- AIM -
Quote the part of the listing below that opens with the line containing "Where can the ornate" and closes with the line containing "x=67, y=123", including both of those lines.

- SOURCE RECORDS -
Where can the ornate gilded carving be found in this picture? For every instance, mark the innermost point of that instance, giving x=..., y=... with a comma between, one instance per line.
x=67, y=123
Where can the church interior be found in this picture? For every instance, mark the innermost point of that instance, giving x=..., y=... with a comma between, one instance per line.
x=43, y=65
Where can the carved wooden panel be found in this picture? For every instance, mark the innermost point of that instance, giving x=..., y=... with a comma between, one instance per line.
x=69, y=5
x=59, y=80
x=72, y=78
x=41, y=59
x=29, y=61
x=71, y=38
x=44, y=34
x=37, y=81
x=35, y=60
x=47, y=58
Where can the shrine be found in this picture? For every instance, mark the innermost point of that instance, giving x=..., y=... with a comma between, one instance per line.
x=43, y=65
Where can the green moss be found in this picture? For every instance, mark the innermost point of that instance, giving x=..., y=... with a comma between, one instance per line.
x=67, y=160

==

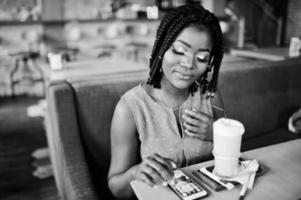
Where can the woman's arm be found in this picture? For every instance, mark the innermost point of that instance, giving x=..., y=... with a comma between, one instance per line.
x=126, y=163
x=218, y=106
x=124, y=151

...

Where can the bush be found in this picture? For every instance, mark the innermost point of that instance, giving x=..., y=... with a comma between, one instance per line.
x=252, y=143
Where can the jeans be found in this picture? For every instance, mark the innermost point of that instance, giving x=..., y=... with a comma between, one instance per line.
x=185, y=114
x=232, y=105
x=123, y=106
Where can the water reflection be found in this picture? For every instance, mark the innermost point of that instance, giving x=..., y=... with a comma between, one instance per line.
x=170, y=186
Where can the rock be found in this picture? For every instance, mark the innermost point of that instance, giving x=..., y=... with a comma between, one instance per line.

- RESULT -
Where can the ornate gilded carving be found in this picture? For every instance, mark the innermost point of that instance, giving x=..., y=... with a comma between, one instance per line.
x=67, y=123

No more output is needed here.